# Start of RECORDS FOR THIS TASK

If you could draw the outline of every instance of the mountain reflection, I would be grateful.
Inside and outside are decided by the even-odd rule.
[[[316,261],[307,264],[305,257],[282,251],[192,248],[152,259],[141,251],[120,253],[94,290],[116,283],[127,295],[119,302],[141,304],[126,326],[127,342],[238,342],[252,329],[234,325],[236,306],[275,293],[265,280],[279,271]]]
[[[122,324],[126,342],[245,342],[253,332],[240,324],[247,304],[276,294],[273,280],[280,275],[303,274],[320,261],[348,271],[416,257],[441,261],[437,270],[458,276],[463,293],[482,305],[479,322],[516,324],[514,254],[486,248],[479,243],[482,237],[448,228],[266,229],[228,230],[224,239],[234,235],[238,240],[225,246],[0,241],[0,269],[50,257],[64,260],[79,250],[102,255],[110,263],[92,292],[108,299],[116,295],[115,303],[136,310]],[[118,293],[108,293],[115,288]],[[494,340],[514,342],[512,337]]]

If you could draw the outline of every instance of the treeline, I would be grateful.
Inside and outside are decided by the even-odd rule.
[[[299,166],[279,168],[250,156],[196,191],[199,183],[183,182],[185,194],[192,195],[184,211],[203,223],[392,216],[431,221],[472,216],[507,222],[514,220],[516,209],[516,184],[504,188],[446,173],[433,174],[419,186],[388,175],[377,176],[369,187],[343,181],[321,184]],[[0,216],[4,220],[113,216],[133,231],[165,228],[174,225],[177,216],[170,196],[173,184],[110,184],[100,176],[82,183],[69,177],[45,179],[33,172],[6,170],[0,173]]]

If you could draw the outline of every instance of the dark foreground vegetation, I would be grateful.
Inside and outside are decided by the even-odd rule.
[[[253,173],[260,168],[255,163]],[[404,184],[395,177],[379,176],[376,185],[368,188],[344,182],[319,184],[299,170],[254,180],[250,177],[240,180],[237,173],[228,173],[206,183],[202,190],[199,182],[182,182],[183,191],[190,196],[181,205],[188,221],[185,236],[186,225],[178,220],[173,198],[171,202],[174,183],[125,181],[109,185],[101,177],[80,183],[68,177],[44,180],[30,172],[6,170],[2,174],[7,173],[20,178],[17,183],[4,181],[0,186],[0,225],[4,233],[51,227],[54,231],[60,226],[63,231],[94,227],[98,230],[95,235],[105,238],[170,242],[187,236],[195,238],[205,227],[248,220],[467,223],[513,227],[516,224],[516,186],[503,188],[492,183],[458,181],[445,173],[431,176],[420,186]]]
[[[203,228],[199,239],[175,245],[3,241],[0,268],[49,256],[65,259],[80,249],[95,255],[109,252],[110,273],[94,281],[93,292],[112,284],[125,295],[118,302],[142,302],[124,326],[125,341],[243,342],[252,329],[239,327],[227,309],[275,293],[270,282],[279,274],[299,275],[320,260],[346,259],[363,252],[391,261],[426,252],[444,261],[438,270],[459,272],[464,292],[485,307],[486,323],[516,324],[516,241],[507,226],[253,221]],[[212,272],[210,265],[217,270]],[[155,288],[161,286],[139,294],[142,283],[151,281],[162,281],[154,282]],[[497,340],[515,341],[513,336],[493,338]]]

# End of RECORDS FOR THIS TASK

Reproduce these lines exactly as they stand.

If you could draw the outline of every instance of the mountain reflection, I would be grateful.
Inside and outside are decided by the even-odd rule.
[[[316,261],[307,264],[305,257],[282,251],[192,248],[152,259],[141,251],[120,253],[94,290],[116,283],[127,295],[119,302],[141,304],[126,326],[127,342],[238,342],[252,329],[234,325],[236,306],[275,293],[265,280],[279,271]]]
[[[122,324],[126,342],[245,342],[253,332],[240,324],[247,304],[276,294],[273,280],[280,275],[303,274],[320,261],[348,271],[416,257],[441,261],[437,270],[458,276],[463,293],[482,305],[479,322],[516,324],[514,254],[486,248],[479,243],[482,237],[448,228],[266,229],[228,230],[224,239],[234,235],[238,240],[225,246],[0,241],[0,269],[50,257],[64,260],[79,250],[102,255],[110,263],[92,292],[108,299],[116,295],[115,303],[136,310]],[[118,293],[108,293],[115,288]],[[494,340],[514,342],[512,337]]]

If you could draw the outline of every instance of the treeline, I would be grateful.
Inside and outside are decided by the even-odd rule.
[[[299,166],[279,168],[250,156],[196,191],[199,183],[183,182],[185,194],[192,195],[184,211],[203,223],[392,216],[431,221],[472,216],[507,222],[514,220],[516,209],[516,184],[504,188],[446,173],[433,174],[419,186],[388,175],[377,176],[369,187],[343,181],[321,184]],[[0,216],[4,220],[113,216],[133,231],[165,228],[174,225],[177,216],[170,196],[173,184],[110,184],[100,176],[82,183],[69,177],[45,179],[33,172],[6,170],[0,173]]]

If you could draw the outline of every instance of the dark foreground vegetation, I would be grateful.
Inside and outside are decided by the even-odd rule.
[[[253,173],[260,168],[255,163]],[[404,184],[395,177],[379,176],[376,185],[368,188],[344,182],[319,184],[299,170],[254,180],[250,177],[240,180],[237,173],[228,173],[206,183],[202,190],[199,182],[182,182],[183,191],[190,196],[181,205],[188,221],[185,236],[186,225],[178,220],[173,198],[171,202],[174,183],[125,181],[109,185],[101,177],[80,183],[68,177],[44,180],[30,172],[6,170],[2,174],[7,173],[20,178],[17,183],[4,181],[0,186],[0,225],[4,233],[51,227],[54,231],[60,226],[63,231],[94,227],[98,230],[95,235],[105,238],[170,242],[187,236],[195,238],[205,227],[248,220],[467,223],[513,227],[516,224],[516,186],[503,188],[492,183],[458,181],[445,173],[431,176],[420,186]]]
[[[203,228],[199,239],[175,245],[3,241],[0,268],[49,256],[65,259],[80,249],[95,255],[109,252],[110,273],[94,281],[93,292],[112,284],[125,295],[118,302],[142,302],[124,326],[125,341],[243,342],[252,329],[239,327],[227,309],[275,293],[270,282],[279,274],[299,275],[320,260],[346,259],[363,252],[391,261],[426,252],[444,261],[438,270],[459,272],[464,292],[485,307],[486,323],[516,324],[516,241],[507,226],[253,221]],[[212,272],[210,265],[217,270]],[[155,288],[161,286],[139,294],[142,283],[151,281],[162,281],[154,282]],[[497,340],[515,341],[513,336],[493,338]]]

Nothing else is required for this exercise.